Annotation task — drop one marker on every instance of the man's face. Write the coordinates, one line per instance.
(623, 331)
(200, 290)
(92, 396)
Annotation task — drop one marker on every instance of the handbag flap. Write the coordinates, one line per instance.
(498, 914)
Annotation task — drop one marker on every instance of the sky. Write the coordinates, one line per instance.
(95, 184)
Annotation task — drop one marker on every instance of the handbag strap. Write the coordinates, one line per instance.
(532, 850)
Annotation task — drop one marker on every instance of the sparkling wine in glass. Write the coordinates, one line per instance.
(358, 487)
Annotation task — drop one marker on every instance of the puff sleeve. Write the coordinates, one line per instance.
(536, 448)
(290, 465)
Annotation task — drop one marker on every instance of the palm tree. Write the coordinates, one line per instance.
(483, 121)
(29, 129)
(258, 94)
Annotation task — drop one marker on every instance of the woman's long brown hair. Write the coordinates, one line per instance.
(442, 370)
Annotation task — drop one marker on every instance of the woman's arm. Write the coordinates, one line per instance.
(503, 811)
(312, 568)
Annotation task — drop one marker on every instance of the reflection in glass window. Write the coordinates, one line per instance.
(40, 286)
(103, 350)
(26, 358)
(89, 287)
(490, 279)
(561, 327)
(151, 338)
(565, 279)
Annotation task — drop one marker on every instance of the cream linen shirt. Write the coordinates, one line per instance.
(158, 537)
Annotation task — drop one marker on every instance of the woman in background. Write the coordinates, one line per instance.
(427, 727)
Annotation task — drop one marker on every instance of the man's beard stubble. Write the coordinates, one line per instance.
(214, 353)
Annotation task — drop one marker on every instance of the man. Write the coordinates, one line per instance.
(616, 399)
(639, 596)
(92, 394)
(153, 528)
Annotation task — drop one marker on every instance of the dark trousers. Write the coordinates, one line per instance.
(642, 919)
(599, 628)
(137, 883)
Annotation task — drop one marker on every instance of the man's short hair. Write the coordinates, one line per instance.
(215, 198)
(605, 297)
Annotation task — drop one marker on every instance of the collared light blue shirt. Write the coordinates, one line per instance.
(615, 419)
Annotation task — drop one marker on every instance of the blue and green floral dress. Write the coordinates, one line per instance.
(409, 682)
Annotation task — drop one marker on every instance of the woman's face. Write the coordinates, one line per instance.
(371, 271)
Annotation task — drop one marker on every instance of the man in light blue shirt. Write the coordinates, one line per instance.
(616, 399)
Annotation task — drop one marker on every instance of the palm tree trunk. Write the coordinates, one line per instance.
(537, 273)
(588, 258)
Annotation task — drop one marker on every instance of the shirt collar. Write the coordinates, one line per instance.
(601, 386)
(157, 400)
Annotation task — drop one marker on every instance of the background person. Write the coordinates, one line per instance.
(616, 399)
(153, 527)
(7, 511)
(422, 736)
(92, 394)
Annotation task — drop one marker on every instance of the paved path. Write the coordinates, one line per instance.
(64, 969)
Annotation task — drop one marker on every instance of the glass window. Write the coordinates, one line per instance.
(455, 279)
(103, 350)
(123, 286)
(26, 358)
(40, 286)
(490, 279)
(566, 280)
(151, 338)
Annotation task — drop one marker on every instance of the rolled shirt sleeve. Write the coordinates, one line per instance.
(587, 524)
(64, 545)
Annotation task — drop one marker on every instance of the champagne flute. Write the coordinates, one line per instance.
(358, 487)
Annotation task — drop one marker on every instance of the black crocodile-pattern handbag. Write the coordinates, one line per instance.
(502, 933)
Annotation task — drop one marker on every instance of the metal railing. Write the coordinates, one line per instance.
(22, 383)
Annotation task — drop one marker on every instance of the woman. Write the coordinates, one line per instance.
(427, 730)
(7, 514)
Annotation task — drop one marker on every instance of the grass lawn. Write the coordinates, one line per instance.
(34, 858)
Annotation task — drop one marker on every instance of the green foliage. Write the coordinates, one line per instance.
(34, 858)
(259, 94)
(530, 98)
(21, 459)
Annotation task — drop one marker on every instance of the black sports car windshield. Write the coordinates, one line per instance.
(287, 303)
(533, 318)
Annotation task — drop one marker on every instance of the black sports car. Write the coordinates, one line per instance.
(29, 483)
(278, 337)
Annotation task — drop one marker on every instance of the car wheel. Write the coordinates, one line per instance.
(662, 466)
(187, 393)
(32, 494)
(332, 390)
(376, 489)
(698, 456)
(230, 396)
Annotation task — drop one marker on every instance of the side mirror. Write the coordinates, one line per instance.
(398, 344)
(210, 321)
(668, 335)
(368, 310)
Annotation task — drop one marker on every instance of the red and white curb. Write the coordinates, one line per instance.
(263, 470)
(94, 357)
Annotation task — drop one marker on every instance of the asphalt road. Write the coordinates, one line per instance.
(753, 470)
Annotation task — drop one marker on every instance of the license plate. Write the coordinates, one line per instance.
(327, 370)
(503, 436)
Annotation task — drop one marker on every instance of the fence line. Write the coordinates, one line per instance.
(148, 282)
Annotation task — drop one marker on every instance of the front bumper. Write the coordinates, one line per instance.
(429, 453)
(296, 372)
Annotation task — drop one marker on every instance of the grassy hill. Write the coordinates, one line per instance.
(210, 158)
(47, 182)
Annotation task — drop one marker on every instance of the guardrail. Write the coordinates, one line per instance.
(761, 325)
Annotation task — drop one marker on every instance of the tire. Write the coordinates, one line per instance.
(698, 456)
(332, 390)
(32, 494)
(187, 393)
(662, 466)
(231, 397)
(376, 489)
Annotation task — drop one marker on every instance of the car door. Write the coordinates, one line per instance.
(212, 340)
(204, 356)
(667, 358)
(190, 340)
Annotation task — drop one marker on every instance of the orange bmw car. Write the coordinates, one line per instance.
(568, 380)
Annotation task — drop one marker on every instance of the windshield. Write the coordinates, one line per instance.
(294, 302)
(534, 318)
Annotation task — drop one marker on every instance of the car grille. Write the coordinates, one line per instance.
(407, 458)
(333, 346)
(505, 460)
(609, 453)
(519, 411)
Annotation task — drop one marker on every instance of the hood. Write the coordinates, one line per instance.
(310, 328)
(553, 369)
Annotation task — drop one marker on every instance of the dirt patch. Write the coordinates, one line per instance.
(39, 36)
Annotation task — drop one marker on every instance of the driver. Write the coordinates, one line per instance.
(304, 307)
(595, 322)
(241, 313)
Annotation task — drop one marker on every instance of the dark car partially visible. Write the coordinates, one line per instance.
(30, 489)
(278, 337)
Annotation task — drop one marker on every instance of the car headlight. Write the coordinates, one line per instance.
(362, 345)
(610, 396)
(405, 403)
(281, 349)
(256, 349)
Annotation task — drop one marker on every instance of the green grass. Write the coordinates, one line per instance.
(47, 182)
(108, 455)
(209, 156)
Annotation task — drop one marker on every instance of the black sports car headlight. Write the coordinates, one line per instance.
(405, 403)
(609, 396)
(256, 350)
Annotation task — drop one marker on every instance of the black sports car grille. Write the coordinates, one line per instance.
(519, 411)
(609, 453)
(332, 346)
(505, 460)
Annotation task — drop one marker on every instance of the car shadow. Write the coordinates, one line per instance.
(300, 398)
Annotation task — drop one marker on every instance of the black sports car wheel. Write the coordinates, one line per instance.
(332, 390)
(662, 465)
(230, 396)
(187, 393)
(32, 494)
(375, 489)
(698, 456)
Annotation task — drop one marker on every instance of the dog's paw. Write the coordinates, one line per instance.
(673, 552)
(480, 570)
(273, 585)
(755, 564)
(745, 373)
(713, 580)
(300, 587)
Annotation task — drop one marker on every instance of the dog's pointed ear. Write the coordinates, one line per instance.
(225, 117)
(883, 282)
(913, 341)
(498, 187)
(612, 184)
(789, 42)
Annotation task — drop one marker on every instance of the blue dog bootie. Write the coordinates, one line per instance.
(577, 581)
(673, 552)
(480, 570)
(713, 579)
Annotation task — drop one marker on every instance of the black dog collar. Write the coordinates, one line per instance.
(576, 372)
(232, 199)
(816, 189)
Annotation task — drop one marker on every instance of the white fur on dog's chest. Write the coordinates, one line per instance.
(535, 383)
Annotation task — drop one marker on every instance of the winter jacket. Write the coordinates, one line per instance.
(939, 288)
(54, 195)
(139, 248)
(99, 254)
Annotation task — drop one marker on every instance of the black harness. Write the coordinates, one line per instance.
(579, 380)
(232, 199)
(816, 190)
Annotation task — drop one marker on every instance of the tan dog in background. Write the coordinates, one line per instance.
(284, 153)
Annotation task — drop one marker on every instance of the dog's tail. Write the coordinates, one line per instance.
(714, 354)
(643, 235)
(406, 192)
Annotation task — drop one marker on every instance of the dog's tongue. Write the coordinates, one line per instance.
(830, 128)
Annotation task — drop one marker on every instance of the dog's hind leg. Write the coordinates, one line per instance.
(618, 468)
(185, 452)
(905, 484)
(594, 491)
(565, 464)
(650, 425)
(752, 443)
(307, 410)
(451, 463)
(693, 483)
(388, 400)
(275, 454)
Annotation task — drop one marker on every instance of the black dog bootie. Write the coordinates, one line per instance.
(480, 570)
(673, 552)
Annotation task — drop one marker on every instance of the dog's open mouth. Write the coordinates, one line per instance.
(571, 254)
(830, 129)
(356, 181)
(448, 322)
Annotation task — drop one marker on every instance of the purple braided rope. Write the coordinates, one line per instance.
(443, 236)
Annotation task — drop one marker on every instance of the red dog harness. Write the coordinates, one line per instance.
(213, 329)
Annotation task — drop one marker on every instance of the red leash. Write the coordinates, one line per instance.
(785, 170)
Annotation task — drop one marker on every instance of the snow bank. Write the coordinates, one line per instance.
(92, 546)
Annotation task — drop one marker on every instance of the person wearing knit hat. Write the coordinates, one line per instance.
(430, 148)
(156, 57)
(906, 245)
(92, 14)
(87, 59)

** YOUR INSTRUCTIONS **
Print exactly the lines from the one with "black dog collar." through the end of the data, inclusive.

** ANSWER FOR THE TASK **
Annotation task — drop one marker on every instance of the black dog collar. Write the coordinates, one line per instance.
(576, 372)
(232, 199)
(816, 189)
Annotation task — drop one marker on every instance of the white fur on dog's chest. Write the coordinates, one line per instance.
(535, 383)
Annotation task — drop one marker on every instance of the winter jacket. Write the coordinates, one line per instance.
(939, 288)
(54, 195)
(139, 248)
(99, 254)
Annotation task — drop one marker on every instance of the black harness. Write the coordinates, one line per instance.
(579, 380)
(232, 199)
(816, 190)
Annotation task — drop one marker on every instance of the tan dog in background. Write the coordinates, one line per instance.
(284, 153)
Annotation task — drop one marker on every instance of the dog's tail. Write the coordinates, one line per instance.
(714, 354)
(643, 235)
(406, 192)
Annotation task — drop one marker on every instance of the dog's tongue. Write the coordinates, one line per instance.
(830, 128)
Annotation task — drop one marker on every instance of the dog's hind leg. Write the coordinates, one line per instance.
(618, 468)
(185, 452)
(905, 484)
(594, 491)
(565, 464)
(650, 425)
(752, 443)
(307, 410)
(451, 463)
(693, 483)
(388, 400)
(275, 454)
Annotation task — drop one marker on every instance of the black dog bootie. Write the coordinates, one line per instance.
(480, 570)
(673, 552)
Annotation task — drop one marker on every instance of the dog's open mouth. Write the coordinates, one line per instance.
(571, 254)
(830, 129)
(356, 181)
(448, 322)
Annotation task — drop one marker on every instance of the purple braided rope. Write the coordinates, one line per instance.
(443, 236)
Annotation task — drop one marker on every instance of the red dog harness. Write the coordinates, one line per instance.
(213, 329)
Annotation task — drop one marker on every instance of the red leash. Write the coordinates, one line per instance.
(785, 170)
Annotation task — drop one marker on every instance of the snow bank. Write the coordinates, one line per instance.
(92, 546)
Annotation task — drop one marker on every instance of the person wearing knit hat. Write the coordinates, one line per instance.
(430, 148)
(156, 57)
(906, 245)
(92, 14)
(87, 59)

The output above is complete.